• [What is expected]
Copy word for word the lines in the records below, starting at the line with "Target: evergreen tree" and ending at the line with "Where can the pigeon". Skip the pictures.

Dataset entries:
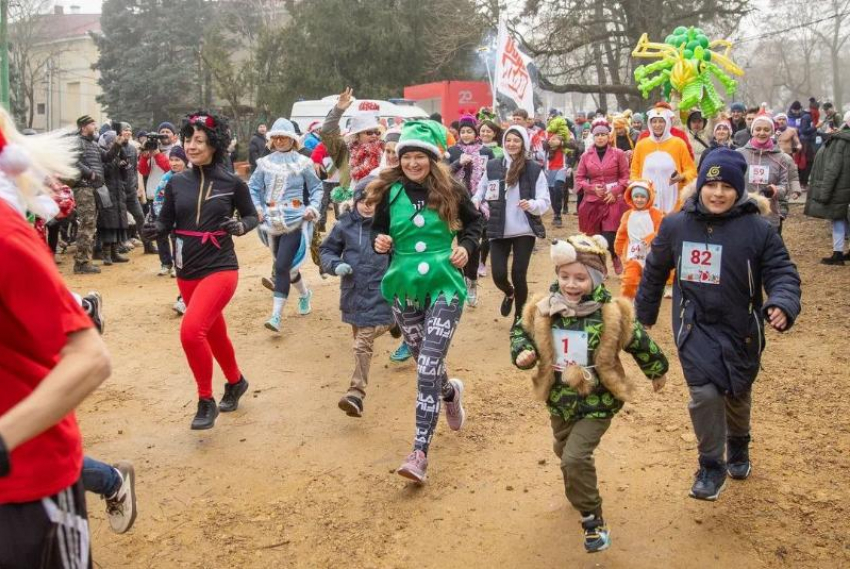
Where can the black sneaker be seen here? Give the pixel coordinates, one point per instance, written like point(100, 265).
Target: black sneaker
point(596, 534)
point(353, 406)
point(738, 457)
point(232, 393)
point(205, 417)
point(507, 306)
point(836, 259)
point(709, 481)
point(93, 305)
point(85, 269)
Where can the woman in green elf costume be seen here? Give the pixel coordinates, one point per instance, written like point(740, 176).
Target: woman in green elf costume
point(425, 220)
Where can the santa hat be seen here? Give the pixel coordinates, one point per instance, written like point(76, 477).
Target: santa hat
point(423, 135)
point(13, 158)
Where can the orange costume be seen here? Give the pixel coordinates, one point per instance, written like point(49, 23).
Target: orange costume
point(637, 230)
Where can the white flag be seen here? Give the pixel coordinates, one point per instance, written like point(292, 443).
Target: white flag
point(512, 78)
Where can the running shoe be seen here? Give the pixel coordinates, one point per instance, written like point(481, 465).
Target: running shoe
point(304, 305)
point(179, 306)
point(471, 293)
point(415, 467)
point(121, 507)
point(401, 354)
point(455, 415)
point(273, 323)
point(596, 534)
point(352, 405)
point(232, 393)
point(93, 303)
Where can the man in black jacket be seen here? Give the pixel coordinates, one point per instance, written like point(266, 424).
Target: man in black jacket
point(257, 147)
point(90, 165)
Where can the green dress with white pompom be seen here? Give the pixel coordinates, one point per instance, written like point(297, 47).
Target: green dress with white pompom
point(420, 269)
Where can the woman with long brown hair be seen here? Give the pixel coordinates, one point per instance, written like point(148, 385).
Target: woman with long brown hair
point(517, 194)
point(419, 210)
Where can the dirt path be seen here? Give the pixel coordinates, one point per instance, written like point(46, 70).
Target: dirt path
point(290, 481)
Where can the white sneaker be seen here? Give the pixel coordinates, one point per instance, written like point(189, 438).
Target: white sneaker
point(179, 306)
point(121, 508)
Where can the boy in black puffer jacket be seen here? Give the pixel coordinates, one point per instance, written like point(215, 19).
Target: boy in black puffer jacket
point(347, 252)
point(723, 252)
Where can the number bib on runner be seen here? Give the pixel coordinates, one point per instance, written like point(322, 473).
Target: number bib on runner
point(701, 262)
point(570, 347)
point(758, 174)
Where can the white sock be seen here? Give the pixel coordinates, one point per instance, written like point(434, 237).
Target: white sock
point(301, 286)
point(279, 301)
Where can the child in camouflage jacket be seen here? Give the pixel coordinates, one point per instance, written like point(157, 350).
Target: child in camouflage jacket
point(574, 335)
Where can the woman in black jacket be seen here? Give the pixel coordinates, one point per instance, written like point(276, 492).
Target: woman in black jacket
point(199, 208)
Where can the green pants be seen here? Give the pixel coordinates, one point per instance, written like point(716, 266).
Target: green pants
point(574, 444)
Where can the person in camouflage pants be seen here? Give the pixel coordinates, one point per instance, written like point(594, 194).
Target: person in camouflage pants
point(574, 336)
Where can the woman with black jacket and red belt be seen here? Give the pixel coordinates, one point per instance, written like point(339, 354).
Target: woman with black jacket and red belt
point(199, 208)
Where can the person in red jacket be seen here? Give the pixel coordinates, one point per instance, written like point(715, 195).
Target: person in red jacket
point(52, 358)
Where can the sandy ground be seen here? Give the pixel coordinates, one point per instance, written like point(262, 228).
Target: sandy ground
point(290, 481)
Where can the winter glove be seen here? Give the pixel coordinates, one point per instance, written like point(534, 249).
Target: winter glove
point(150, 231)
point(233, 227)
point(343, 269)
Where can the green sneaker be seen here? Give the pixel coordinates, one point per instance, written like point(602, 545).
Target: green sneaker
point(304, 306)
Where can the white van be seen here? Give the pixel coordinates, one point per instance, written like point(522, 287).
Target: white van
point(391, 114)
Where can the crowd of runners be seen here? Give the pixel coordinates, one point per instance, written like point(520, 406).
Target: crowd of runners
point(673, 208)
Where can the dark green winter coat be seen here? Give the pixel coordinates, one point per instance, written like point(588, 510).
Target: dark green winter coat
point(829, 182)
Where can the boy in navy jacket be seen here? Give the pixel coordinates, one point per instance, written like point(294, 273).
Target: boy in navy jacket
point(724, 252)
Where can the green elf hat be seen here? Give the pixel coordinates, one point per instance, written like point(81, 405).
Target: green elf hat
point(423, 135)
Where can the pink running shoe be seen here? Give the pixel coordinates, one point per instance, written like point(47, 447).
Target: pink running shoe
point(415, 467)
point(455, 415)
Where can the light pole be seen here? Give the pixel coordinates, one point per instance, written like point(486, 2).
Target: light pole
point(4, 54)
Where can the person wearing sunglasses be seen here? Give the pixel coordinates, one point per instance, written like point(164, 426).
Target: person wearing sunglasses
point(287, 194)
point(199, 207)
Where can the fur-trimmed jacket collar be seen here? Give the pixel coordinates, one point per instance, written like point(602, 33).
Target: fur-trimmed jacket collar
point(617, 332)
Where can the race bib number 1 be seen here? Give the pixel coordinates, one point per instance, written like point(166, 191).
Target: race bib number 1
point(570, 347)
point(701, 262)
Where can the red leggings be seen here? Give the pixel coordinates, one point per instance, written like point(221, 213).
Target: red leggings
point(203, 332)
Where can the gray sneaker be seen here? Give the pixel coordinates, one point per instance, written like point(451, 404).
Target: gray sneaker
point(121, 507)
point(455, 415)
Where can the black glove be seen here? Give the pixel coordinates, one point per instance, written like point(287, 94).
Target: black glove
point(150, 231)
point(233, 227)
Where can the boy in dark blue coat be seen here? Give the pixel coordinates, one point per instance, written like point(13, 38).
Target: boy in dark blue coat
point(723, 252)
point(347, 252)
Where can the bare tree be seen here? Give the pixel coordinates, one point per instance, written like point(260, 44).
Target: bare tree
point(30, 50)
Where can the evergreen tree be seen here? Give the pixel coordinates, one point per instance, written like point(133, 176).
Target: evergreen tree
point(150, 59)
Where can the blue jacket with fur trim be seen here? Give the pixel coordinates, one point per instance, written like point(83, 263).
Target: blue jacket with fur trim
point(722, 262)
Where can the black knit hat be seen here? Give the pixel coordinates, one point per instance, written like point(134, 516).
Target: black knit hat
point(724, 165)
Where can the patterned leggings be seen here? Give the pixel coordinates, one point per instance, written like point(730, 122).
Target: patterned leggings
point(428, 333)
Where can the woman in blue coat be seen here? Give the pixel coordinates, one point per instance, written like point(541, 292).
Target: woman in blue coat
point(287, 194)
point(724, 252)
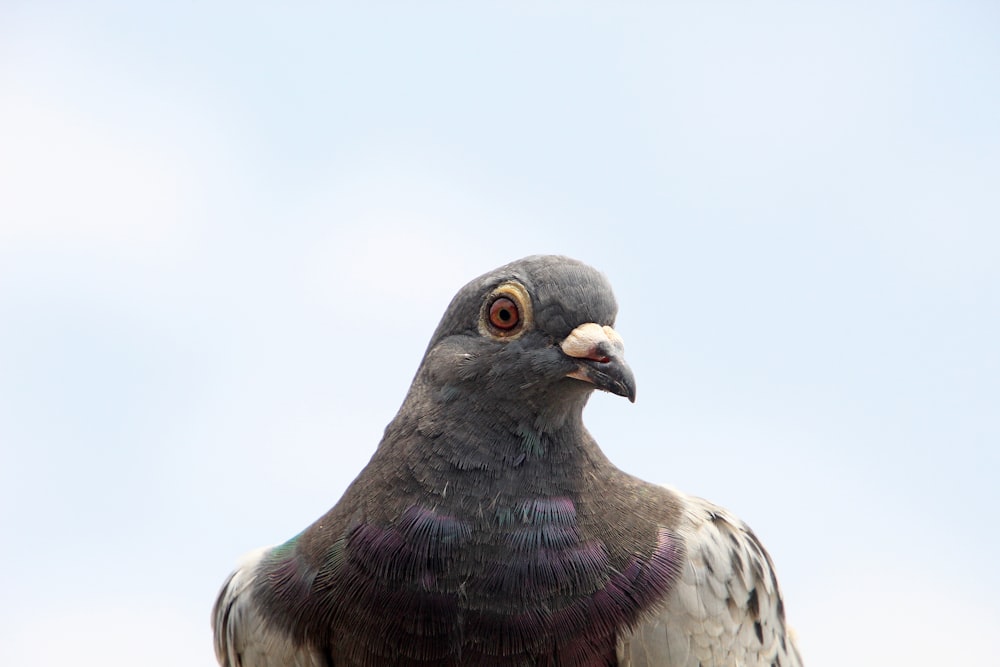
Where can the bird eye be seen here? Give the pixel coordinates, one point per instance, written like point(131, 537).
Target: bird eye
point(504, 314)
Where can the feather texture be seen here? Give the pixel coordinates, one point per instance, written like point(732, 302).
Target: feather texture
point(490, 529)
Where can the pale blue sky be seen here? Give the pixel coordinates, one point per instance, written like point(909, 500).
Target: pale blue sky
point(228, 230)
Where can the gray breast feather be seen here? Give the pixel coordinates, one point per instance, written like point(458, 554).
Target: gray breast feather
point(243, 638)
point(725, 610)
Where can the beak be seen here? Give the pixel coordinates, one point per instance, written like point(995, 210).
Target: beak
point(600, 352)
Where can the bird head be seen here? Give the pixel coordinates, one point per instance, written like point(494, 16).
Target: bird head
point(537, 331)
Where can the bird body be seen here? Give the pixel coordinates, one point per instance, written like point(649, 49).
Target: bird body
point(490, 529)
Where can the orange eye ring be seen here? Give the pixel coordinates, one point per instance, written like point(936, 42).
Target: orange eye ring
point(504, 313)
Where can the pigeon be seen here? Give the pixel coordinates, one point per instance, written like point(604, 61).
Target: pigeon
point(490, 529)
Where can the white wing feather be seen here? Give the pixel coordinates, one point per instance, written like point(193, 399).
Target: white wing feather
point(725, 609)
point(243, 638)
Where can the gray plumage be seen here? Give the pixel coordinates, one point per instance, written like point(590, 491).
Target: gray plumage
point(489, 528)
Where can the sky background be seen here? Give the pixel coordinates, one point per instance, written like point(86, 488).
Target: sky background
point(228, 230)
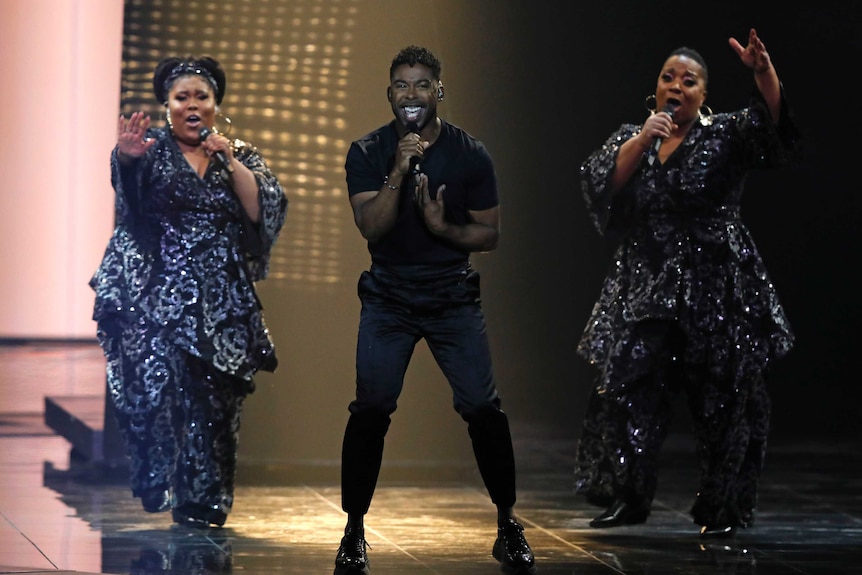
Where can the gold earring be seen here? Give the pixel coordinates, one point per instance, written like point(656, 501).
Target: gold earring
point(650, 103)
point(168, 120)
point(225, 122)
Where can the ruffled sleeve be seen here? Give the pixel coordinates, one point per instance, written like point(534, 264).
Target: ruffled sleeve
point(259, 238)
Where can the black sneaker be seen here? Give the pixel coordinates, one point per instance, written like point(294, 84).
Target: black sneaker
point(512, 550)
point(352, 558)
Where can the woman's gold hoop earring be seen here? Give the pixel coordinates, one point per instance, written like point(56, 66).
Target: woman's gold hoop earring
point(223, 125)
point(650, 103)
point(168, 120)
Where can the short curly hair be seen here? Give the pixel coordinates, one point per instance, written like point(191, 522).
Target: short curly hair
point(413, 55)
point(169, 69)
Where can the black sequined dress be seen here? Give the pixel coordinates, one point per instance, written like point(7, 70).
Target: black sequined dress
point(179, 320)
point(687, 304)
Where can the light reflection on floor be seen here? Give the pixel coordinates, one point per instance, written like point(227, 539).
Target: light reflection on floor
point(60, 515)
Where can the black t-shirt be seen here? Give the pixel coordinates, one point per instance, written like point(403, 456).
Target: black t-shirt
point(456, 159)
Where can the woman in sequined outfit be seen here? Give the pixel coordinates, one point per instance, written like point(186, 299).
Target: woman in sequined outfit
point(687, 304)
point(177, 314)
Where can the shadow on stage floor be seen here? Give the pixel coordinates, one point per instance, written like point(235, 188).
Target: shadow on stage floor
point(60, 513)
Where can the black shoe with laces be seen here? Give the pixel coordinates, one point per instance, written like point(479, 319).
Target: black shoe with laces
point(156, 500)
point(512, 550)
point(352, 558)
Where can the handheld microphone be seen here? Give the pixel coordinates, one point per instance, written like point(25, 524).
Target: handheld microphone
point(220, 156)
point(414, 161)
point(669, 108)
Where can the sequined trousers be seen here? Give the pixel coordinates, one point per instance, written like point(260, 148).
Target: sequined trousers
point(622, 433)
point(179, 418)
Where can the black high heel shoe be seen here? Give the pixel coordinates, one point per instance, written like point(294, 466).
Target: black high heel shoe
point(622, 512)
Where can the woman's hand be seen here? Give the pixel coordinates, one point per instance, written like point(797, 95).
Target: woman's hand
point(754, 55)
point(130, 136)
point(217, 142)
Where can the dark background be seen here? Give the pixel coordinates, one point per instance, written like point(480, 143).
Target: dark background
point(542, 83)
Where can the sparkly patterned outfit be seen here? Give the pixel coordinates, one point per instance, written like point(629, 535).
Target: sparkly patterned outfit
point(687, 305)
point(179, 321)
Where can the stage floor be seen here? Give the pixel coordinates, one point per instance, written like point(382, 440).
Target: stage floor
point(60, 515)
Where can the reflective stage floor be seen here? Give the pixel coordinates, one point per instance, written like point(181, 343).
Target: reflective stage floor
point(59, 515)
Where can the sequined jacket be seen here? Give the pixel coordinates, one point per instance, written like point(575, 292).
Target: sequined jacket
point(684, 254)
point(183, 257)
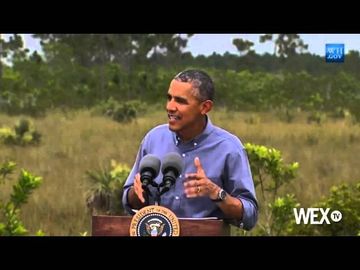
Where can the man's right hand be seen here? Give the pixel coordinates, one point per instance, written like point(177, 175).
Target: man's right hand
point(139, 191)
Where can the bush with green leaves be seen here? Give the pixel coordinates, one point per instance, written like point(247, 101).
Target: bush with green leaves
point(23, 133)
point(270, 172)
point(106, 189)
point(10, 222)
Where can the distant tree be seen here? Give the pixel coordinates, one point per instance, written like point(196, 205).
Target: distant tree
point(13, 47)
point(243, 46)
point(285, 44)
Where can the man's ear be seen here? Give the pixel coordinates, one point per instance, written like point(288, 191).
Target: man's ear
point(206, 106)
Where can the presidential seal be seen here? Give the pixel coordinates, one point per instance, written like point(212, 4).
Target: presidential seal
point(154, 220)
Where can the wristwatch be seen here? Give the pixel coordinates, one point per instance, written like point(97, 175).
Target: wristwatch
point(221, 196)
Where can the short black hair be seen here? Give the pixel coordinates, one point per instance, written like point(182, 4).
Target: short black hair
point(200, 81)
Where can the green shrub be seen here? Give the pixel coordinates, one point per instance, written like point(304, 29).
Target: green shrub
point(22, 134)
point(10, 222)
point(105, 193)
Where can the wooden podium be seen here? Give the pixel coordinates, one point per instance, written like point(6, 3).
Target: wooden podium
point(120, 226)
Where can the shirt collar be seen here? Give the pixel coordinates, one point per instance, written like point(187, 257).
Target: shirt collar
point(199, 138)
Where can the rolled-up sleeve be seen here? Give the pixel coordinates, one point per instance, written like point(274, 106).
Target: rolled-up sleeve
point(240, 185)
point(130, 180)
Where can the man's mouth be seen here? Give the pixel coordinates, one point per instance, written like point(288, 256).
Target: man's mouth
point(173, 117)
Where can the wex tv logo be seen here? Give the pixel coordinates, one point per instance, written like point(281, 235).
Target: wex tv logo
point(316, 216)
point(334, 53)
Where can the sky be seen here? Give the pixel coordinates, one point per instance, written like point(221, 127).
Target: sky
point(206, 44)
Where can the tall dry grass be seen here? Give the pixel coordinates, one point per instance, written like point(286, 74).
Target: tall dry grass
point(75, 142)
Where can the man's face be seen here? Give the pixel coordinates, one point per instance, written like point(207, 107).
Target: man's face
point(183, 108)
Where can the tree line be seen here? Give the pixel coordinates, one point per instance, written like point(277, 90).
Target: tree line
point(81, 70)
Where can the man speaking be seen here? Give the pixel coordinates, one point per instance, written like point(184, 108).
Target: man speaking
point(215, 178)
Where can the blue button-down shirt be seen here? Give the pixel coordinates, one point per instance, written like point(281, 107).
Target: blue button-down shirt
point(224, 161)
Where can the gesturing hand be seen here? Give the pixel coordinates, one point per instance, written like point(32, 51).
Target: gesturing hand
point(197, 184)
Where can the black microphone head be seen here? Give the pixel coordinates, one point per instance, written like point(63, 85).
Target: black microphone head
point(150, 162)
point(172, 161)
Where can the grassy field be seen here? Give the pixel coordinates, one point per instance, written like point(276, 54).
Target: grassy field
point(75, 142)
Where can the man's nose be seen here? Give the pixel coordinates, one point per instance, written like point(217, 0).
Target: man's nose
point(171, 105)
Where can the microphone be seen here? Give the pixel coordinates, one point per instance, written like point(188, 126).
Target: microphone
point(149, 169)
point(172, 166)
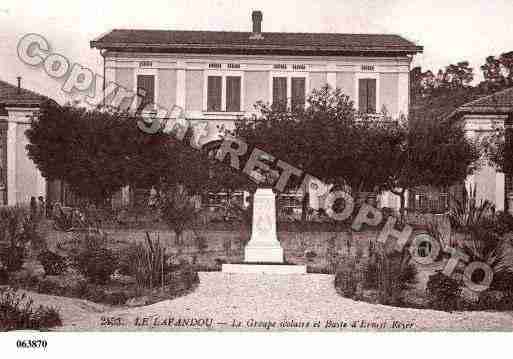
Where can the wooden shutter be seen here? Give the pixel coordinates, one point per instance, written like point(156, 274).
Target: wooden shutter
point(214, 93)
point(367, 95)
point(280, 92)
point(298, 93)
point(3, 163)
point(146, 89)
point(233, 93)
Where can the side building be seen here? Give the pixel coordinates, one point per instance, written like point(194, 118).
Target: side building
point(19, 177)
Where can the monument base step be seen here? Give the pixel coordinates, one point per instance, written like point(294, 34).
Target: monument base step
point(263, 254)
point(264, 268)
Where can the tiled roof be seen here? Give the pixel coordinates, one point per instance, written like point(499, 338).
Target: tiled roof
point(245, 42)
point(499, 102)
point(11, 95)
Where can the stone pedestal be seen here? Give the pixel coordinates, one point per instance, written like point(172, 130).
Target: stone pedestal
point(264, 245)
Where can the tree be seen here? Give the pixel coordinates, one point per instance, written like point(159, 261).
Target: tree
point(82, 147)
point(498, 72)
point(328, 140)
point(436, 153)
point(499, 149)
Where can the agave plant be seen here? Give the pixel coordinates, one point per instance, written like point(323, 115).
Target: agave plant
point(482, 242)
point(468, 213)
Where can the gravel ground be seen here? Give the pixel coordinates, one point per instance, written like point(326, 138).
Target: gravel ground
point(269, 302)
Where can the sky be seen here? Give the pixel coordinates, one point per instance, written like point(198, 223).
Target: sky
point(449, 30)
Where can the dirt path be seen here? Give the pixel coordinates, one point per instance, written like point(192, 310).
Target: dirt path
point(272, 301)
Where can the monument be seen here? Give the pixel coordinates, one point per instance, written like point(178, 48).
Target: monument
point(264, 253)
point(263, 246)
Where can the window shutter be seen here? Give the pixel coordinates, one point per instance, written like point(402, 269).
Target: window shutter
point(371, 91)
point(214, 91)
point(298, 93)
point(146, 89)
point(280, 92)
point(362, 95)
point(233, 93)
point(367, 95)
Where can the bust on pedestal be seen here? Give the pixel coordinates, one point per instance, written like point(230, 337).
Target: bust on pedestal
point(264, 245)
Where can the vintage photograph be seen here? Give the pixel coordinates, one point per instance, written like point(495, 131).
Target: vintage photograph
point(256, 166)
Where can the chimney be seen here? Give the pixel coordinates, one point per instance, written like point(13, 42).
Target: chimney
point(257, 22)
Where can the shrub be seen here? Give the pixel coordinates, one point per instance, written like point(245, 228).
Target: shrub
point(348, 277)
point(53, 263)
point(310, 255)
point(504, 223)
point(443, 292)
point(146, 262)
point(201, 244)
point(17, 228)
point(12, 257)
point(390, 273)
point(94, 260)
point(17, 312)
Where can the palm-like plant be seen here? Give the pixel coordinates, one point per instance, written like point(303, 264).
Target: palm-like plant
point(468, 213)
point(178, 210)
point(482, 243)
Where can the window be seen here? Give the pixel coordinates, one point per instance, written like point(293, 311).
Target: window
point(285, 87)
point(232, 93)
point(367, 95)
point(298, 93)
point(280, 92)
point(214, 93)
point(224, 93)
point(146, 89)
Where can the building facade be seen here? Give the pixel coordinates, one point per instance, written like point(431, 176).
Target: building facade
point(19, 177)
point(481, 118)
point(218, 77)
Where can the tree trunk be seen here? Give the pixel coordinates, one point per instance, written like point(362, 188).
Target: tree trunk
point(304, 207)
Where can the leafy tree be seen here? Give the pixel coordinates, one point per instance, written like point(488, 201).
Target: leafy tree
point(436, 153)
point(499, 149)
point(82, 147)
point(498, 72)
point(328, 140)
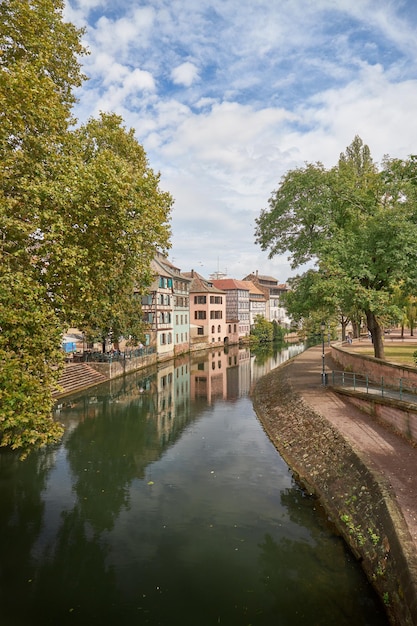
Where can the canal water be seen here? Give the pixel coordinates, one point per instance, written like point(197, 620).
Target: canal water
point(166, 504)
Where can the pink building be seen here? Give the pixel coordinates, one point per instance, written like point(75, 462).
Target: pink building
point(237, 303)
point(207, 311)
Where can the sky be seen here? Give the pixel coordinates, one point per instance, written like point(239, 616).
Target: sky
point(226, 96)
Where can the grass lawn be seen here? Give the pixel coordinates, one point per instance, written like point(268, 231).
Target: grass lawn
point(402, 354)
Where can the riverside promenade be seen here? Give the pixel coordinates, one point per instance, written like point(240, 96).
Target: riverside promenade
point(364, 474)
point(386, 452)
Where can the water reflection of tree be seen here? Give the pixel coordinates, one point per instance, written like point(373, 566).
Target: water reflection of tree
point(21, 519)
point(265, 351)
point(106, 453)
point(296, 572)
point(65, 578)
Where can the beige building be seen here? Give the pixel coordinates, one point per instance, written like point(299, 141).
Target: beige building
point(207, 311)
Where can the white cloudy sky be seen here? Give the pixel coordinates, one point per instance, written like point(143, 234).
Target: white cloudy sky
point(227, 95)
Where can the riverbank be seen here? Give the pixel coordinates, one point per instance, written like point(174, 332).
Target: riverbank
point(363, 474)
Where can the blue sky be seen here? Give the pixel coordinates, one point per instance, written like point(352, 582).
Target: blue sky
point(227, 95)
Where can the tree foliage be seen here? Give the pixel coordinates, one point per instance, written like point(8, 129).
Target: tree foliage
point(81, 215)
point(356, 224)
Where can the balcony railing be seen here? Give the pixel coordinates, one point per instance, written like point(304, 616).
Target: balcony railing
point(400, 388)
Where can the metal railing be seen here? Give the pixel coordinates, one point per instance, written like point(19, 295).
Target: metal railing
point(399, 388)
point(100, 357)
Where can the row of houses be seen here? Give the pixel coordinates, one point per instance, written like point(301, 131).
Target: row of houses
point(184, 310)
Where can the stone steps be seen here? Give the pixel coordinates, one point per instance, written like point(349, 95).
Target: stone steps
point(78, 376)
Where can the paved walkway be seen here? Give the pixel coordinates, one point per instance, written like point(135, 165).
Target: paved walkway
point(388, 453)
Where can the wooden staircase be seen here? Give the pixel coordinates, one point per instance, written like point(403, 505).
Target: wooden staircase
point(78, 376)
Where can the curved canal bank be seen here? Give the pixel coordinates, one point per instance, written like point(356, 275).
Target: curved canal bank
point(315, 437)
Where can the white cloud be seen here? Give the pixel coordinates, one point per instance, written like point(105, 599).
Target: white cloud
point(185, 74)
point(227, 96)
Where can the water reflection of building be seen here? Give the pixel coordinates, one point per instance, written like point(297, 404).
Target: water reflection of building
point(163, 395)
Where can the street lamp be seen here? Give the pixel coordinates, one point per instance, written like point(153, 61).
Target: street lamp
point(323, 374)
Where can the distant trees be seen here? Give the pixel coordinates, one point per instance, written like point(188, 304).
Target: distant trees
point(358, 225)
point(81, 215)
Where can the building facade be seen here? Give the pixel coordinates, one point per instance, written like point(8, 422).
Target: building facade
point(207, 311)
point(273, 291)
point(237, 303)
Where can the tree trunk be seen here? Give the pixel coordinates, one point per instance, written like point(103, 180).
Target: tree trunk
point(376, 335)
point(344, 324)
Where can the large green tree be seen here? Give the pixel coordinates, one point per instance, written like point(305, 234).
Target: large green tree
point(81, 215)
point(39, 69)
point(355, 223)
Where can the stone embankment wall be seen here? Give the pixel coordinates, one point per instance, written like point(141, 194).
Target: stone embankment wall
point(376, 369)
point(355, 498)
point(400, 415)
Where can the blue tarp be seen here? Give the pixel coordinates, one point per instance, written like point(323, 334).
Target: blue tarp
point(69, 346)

• [Written answer]
Target: evergreen tree
point(150, 59)
Where can the blue jacket with fur trim be seen here? Give the pixel coordinates, one point per instance, written like point(83, 263).
Target: blue jacket with fur trim
point(722, 262)
Where can the black knit hat be seen here? Give the pixel coordinates, one point per instance, written like point(134, 516).
Target: black knit hat
point(724, 165)
Where can the patterned leggings be seen here? Give the pixel coordinates, one point per instance, written like point(730, 122).
Target: patterned leggings
point(428, 333)
Where can the woman in blue coat be seen here? Give the pixel coordinates, one point per instance, written like point(541, 292).
Target: woman in blue coat
point(287, 194)
point(724, 252)
Where can the bird eye be seen here? Give the pixel coordinates, one point per instance, written like point(131, 537).
Target: bird eye
point(504, 314)
Where can the feather texture be seen here? Give the pixel coordinates, one point per instance, written like point(732, 302).
Target: feather texture
point(490, 529)
Where can the pale blue sky be seen here? Give the pixel coordinates, one point per instance, written like point(909, 500).
Target: pale blue sky
point(228, 230)
Where can the gray breast feather be seen here? Give the pixel coordinates, one point per instance, written like point(458, 554).
Target: gray breast feather
point(243, 638)
point(725, 610)
Where can the beak be seen here? Give the pixel coordinates, one point per instance, written like point(995, 210).
Target: beak
point(600, 352)
Where can the bird head be seen here? Give the pixel coordinates, one point per instance, written like point(494, 16).
Target: bird head
point(537, 331)
Where can the bird body be seen here? Give the pixel coordinates, one point per instance, written like point(649, 49).
Target: bird body
point(490, 529)
Where can the orange eye ring be seen here? Give the pixel coordinates, one point per instance, written like point(936, 42).
Target: orange eye ring
point(504, 313)
Where can the pigeon be seen here? Give the pixel coordinates, one point per instance, written like point(604, 61).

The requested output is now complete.